──────── TEXT TO READ ────────

Academic journal article Caribbean Quarterly

Citizen Journalism vs. Traditional Journalism: A Case for Collaboration

Academic journal article Caribbean Quarterly

Citizen Journalism vs. Traditional Journalism: A Case for Collaboration

Article excerpt

IN JANUARY 2011, A NEWS RELEASE from Jamaica's Constabulary Communication Network (CCN) indicated that a man who attacked the police had been shot and killed. It was not long after, however, that a citizen of the country began circulating video footage which told a different story. The footage showed the man who was said to have attacked the police seemingly writhing in pain, being beaten with a police baton and finally shot and killed while still down, subdued and unarmed.

The identity of that citizen who videotaped those images resulting in the arrest of the two policemen was never revealed, despite appeals from law enforcement officials. The action by that Jamaican citizen brought into sharp focus the fact that information and communication tools, such as mobile telephones and the Internet, are bringing about a level of access to information that is unprecedented. Blogs, forums, uploading of photographs or videos to the Internet, are now being labelled 'citizen journalism' as distinct from raditional, mainstream or professional journalism.

The idea behind citizen journalism is that people without professional or formal training in journalism have an opportunity to use the tools of modern technology and the almost limitless reach of the Internet in order to create content that would otherwise not be revealed, as this kind of journalism goes far beyond the reach of professional journalism.1

Citizen journalism, or participatory journalism as it is alternately labelled, is the act of a citizen or group of citizens involved in the process of collecting, reporting, analysing and disseminating news and other forms of information.2 The objective of this type of exercise is to provide independent, wide-ranging and relevant information that is crucial to democratic societies.

Peter Dooley suggests that "traditional journalism is the outside looking in. Citizen journalism is the inside looking out. In order to get the complete story, it helps to have both points of view."3 Dooley's argument suggests that there is a place for this emerging phenomenon called citizen journalism, as well as for the profession that has been practised for decades called mainstream or traditional journalism.

──────── DATASET EXTRACT ────────

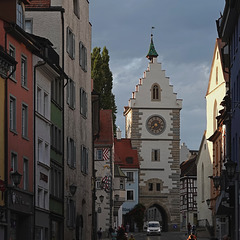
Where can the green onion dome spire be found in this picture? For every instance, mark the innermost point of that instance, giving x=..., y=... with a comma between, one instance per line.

────────

■ **TO BE DONE**:
In the article on citizen versus traditional journalism, list every activity that its definition of citizen journalism names as part of the process.

■ **SOLUTION**:
- collecting
- reporting
- analysing
- disseminating